[Data for this task — start]

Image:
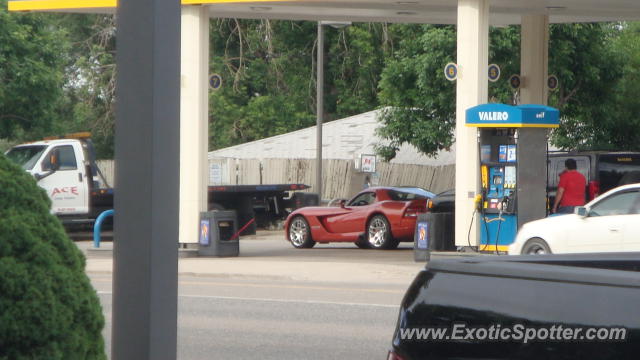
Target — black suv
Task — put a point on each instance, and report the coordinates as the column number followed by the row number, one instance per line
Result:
column 603, row 170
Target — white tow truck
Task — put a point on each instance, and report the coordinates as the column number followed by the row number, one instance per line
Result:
column 65, row 168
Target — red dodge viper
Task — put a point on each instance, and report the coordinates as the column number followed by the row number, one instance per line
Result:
column 378, row 218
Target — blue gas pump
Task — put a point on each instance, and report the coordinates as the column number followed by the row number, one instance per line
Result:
column 513, row 166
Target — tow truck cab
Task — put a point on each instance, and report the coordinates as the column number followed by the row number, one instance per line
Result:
column 65, row 168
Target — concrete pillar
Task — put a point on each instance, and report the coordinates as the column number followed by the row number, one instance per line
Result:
column 194, row 115
column 471, row 90
column 534, row 52
column 145, row 256
column 532, row 142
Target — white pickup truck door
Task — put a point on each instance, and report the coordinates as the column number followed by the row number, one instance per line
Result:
column 67, row 187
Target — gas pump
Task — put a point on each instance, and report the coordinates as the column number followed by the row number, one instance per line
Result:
column 512, row 168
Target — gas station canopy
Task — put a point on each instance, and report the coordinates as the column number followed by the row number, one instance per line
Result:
column 503, row 12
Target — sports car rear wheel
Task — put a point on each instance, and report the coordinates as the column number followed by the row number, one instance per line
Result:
column 300, row 233
column 536, row 246
column 379, row 233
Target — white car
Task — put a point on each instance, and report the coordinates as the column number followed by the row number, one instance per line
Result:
column 610, row 222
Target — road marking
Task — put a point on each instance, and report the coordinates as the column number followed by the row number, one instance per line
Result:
column 275, row 286
column 315, row 302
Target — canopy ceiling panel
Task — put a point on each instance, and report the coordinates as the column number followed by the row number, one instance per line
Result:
column 503, row 12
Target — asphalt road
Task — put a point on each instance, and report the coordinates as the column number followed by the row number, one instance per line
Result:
column 272, row 319
column 334, row 301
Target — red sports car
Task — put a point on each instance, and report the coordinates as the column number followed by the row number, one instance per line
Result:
column 378, row 217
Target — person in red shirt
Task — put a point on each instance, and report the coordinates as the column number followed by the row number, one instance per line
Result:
column 571, row 189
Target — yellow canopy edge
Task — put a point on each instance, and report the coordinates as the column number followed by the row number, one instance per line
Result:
column 44, row 5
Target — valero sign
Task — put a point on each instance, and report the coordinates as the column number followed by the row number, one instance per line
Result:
column 501, row 115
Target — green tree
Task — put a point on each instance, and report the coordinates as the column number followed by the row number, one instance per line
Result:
column 269, row 75
column 48, row 308
column 31, row 74
column 590, row 72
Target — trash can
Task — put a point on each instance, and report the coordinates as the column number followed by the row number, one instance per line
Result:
column 216, row 231
column 434, row 232
column 421, row 250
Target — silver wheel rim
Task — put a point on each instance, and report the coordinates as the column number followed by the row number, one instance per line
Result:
column 298, row 232
column 377, row 232
column 536, row 250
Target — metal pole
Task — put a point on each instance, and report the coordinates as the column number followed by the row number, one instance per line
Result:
column 319, row 108
column 145, row 268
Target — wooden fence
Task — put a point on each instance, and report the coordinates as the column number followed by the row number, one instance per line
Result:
column 340, row 178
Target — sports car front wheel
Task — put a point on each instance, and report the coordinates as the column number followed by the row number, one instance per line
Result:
column 300, row 233
column 379, row 233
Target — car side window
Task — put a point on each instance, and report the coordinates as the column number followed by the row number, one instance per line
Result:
column 66, row 158
column 363, row 199
column 618, row 204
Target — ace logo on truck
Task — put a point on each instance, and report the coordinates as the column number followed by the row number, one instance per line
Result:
column 72, row 190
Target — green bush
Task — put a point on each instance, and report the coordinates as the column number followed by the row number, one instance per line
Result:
column 48, row 308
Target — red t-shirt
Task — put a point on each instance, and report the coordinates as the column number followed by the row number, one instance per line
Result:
column 574, row 185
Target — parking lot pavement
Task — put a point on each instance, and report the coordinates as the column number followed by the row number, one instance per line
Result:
column 269, row 255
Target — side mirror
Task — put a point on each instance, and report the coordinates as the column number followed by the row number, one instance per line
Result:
column 581, row 211
column 51, row 163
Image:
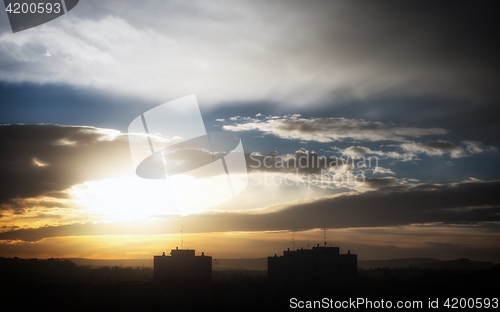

[Data for this task — finish]

Repeat the records above exactly. Pictures do not belong in the copy.

Image:
Target — black suv
Task — put a point on each instance, and report the coordinates as the column number followed by the row number, one instance per line
Result:
column 603, row 170
Target — white tow truck
Task — put a point on each instance, and report the coordinates as the column number followed by the row number, one instance per line
Result:
column 65, row 168
Target — red dodge viper
Task — put a point on each instance, and report the coordinates as the column number followed by the row number, one instance per line
Result:
column 378, row 218
Target — blue gas pump
Task — put a point on each instance, and report the coordinates as the column number followed by the row number, one instance per line
Result:
column 513, row 166
Target — tow truck cab
Task — put a point on each instance, and report the coordinates as the column number followed by the row number, one instance per line
Result:
column 65, row 168
Target — concrete pillar
Task — put a point on each instance, and report the coordinates as the column number followed by the row number, one instance per line
Result:
column 194, row 115
column 471, row 90
column 534, row 52
column 145, row 256
column 532, row 142
Target — white pickup truck door
Task — put a point on each instance, and report the coordinates as the column number followed by the row number, one instance per line
Result:
column 67, row 187
Target — gas pump
Task — put a point on each instance, and report the coordinates as the column number followed by the row number, one instance per line
Result:
column 512, row 168
Target — gas station canopy
Task — put a point on each instance, and report the coordinates as the column number followed by the row number, one instance per line
Result:
column 503, row 12
Target — sports car rear wheel
Task — put a point on each instance, and report the coordinates as the column number followed by the row number, one instance per line
Result:
column 300, row 233
column 536, row 246
column 379, row 233
Target — white car
Task — put a point on each instance, and report the coordinates as the column number followed by the row number, one instance per line
Result:
column 610, row 222
Target — road marking
Task — put a point on each instance, and report the coordinates as the column number followed by the row number, one instance per line
Result:
column 275, row 286
column 315, row 302
Target — canopy ceiling panel
Task — put a point on each instance, and report the coordinates as the column number followed by the row number, one instance per line
Result:
column 503, row 12
Target — asphalt road
Task — put a point on each instance, and report the coordinates as the column number followed by the row number, one instance per line
Result:
column 272, row 319
column 334, row 301
Target — red sports car
Task — put a point on each instance, and report the coordinates as the column number followed by the row number, one instance per line
Result:
column 378, row 217
Target — person in red shirt
Task — put a point on each instance, and report the coordinates as the column number followed by the row number, one instance per line
Result:
column 571, row 189
Target — yellow canopy edge
Task — put a point on each instance, and report the coordinates as the column number followed by the row number, one instance per line
Result:
column 44, row 5
Target — valero sign
Task — put a point on each instance, and report the coordinates as the column number followed by the row number, one instance per line
Result:
column 501, row 115
Target — green tree
Task — put a point on each instance, and report the coordinates as the column number followed by the row number, one instance per line
Result:
column 269, row 75
column 48, row 308
column 31, row 74
column 590, row 72
Target — trash can
Task — put a point on each instance, and report the coordinates as the column number followed by the row number, one instance per line
Result:
column 216, row 231
column 434, row 232
column 421, row 250
Target — silver wheel rim
Task — put a point on each instance, and report the coordinates as the column number followed by the row number, one instance per line
Result:
column 298, row 232
column 377, row 232
column 536, row 250
Target — metal pole
Task — put a point on each instance, and report the coordinates as the column number followed by the row number, one instance per line
Result:
column 319, row 108
column 145, row 268
Target — wooden fence
Task — put a point on each instance, and report the coordinates as the column number followed by the row number, one instance per line
Result:
column 340, row 178
Target — sports car front wheel
Task — put a point on each instance, and report the coordinates as the column number followed by the row number, one instance per line
Result:
column 300, row 233
column 379, row 233
Target — car side window
Task — put a point on each instance, and report the coordinates as the column number followed by the row number, one instance per line
Result:
column 66, row 158
column 363, row 199
column 618, row 204
Target — ace logo on truck
Task — put a point on each instance, and report the coordinates as the column number followed by the row number, one instance per line
Result:
column 72, row 190
Target — green bush
Task — put a point on each instance, and report the coordinates as the column number followed by the row number, one instance per line
Result:
column 48, row 308
Target — red t-shirt
Task — put a point on each instance, and report the coordinates as the column number followed by the row number, one instance per line
Result:
column 574, row 185
Target — parking lot pavement
Task — put a point on each instance, and report the coordinates as the column number followed by the row number, one instance per line
Result:
column 269, row 255
Target — side mirror
Task — put a point on each instance, and report the coordinates as the column number followed by the row number, one instance per line
Result:
column 581, row 211
column 51, row 163
Image:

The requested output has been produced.